**Zu erledigen**
[1] Beantworte anhand des Spielberichts diese Fragen:
(a) Mit welchem Ergebnis gewann der BVB gegen den FC?
(b) Wer erzielte das 0:2?
(c) Nach wie vielen Sekunden fiel das 0:1?
[2] Prüfe für jede Aussage, ob sie mit dem Spielbericht übereinstimmt:
(a) Dortmund musste viel kombinieren, um zu seinen Toren zu kommen.
(b) Auch dem 0:1 ging ein langer Ball voraus.
(c) Hummels wurde im Spielaufbau von Kölner Spielern unter Druck gesetzt.
[3] Greif den Spielbericht über Dortmunds Sieg gegen Köln auf und schreib ihn nach dem letzten Satz weiter.

--- Textauszug ---

Aus Dortmund berichten Sonja Eich und Marc L. Merten

Geschichte des Spiels: Freilich reden in Dortmund nach diesem 5:1-Sieg des BVB gegen den FC alle über Erling Haaland. Der Stürmer scheint eine Maschine zu sein, der noch unzählige Tore in der Bundesliga schießen dürfte. Doch aus Kölner Sicht war die Geschichte des Spiels in der 29. Minute erzählt. Mats Hummels durfte sich völlig ohne Kölner Druck im Spielaufbau den Ball zurecht legen, schauen, noch mal schauen, immer noch kam kein Kölner, und die Kugel dann in hohem Bogen zu Marco Reus in dessen Lauf schlagen. Der Stürmer war frei durch und machte das 0:2. Aus Kölner Sicht unglaublich ärgerlich: Schon dem 0:1 nach 52 Sekunden war ein solch langer Ball vorausgegangen. Jeder Bundesliga-Kenner weiß, dass Hummels diese langen Bälle sucht. Jeder weiß, dass er sie schlagen kann wie kaum ein zweiter. Und jeder weiß, dass man gegen Dortmund dann Chancen hat, wenn man Hummels aus dem Spiel nimmt. Doch der FC ließ sich zweimal von langen Bällen übertölpeln. Dortmund musste nicht einmal kombinieren. Lange Bälle im eigenen Stadion reichten. Das war zu einfach. Das war aus Kölner Sicht zu schlecht verteidigt. So hatten die Geissböcke sich die Niederlage komplett selbst zuzuschreiben.

--- Gespeicherte Daten ---

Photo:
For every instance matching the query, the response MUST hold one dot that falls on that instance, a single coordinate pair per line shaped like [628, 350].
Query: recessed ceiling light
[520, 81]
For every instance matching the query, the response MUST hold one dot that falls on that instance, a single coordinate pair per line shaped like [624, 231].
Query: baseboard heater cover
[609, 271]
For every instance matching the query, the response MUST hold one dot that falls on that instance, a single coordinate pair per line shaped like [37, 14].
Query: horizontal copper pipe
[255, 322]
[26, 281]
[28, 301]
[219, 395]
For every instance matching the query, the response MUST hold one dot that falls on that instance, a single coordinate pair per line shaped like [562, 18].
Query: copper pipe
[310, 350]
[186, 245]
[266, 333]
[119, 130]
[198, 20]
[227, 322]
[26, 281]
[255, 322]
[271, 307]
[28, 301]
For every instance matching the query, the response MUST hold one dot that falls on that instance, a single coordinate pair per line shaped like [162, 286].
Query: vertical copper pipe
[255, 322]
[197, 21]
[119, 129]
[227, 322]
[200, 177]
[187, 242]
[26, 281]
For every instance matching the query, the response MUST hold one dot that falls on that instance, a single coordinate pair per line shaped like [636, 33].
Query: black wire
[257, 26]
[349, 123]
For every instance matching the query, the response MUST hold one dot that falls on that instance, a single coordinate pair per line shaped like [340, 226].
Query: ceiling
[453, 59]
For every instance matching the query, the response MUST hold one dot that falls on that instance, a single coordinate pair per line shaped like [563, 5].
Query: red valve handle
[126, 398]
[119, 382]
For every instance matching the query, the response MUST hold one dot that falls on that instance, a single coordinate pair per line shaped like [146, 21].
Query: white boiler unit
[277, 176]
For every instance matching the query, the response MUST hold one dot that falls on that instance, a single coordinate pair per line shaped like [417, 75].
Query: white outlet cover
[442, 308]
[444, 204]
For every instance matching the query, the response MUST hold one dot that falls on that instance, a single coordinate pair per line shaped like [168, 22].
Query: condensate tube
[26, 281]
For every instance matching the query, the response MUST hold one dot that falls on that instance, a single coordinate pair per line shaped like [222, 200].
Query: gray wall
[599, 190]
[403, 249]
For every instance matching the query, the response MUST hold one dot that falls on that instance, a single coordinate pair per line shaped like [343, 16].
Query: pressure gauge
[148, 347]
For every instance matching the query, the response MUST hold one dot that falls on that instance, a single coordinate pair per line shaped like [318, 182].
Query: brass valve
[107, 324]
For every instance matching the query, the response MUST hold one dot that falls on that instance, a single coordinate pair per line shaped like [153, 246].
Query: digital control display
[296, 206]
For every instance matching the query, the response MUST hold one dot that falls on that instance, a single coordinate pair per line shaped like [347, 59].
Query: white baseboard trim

---

**Lösungen**
[1]
(a) 5:1
(b) Marco Reus
(c) Nach 52 Sekunden

[2]
(a) Nein: „Dortmund musste nicht einmal kombinieren.“
(b) Ja: „Schon dem 0:1 nach 52 Sekunden war ein solch langer Ball vorausgegangen.“
(c) Nein: „völlig ohne Kölner Druck im Spielaufbau“

[3]
Das Ergebnis: Im Presseraum des BVB hängt eine Tafel, auf der Journalisten ihren Tipp zum Spiel abgeben können. Am Freitagabend hatten über dreißig Medienvertreter ihre Ergebnis-Vorhersagen getroffen. Nur drei tippten auf einen Kölner Sieg. Ein Norweger gewann, ausgerechnet ein Haaland-Landsmann. Er hatte, gemeinsam mit einem anderen Kollegen, ein 5:1 vorhergesagt. Der TV-Journalist hatte aber auch das Halbzeitergebnis von 2:0 vorhergesagt. Er hätte damit bei einem Wettanbieter wohl einige Euro verdienen können. In Dortmund bekam er eine Tankkarte als kleines Geschenk. Der GEISSBLOG.KOELN enthielt sich der Tipprunde. Sowas bringe Unglück, dachten die GBK-Reporter. Die Enthaltsamkeit half am Ende aber auch nichts.

Einwechslung des Spiels: Mark Uth hatte gerade das 1:3 aus Kölner Sicht erzielt, die Geissböcke witterten wieder Morgenluft. Da bebte das Westfalenstadion. Erling Haaland war sofort nach dem FC-Treffer aufs Spielfeld gekommen. Der neue BVB-Stürmer sollte die Hoffnung der Gäste im Keim ersticken. Zehn Minuten später brachte auch Markus Gisdol seinen Sturm-Joker. Anthony Modeste brachte mehrere Zettel mit auf den Platz, weil mit Ehizibue ein Verteidiger für ihn vom Feld gegangen war. Taktischen Umstellungen, personelle Zuordnungen – das dürfte auf Kölns Zettelwirtschaft gestanden haben. Doch dann verzettelten sich die Geissböcke und Haaland gewann das Joker-Duell gegen Modeste haushoch.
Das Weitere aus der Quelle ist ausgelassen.